**Extracted records**.
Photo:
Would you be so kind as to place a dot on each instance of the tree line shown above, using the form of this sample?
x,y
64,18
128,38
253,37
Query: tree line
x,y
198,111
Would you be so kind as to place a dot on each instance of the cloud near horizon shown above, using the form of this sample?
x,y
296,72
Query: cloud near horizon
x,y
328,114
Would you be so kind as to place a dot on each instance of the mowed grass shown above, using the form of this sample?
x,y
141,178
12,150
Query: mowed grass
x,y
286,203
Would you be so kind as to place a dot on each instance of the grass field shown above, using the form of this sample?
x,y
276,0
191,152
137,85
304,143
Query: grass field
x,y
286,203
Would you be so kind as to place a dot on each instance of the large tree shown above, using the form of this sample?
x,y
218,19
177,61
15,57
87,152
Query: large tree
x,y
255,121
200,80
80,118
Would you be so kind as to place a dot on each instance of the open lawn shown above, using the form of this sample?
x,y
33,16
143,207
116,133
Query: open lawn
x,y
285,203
==
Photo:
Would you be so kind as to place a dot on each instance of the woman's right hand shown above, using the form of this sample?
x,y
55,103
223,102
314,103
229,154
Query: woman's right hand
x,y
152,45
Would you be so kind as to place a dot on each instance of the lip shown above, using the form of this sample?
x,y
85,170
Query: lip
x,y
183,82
--
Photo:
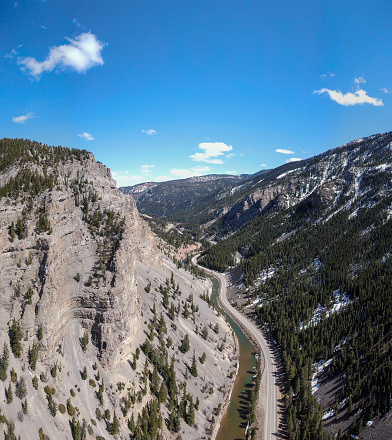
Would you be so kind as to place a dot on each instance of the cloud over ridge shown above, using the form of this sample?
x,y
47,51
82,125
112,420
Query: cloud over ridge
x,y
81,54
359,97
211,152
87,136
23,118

**Task**. Please go through the listing and return each line that has "Would" in it.

**The completed task**.
Would you be so kind as to place a dot on each instance of the tree line shown above, using the form of this sample?
Would you be so kind as to place a dot on each instance of the cloud near horizon shown above, using the form of this sample?
Would you be so kind as to place a dot on each instance of the mowed grass shown above, using the form of this sample?
Would you be so kind as to place a dot on each instance of the grass field shown above, using the form of this sample?
Would you be so kind as to place a dot on each instance of the large tree shown above, using the form of this sample?
Would you be so kind as to place a dot on each instance of the open lawn shown above, using the form of this sample?
Would you be so kind as to place a dot on each instance of the woman's right hand shown above, using the form of this sample?
Would you be so kind as to place a dot on each instance of the lip shown above, using the form of this sample?
Would you be so kind as to place a dot on each instance of the cloud over ridge shown above, using the form of this sample?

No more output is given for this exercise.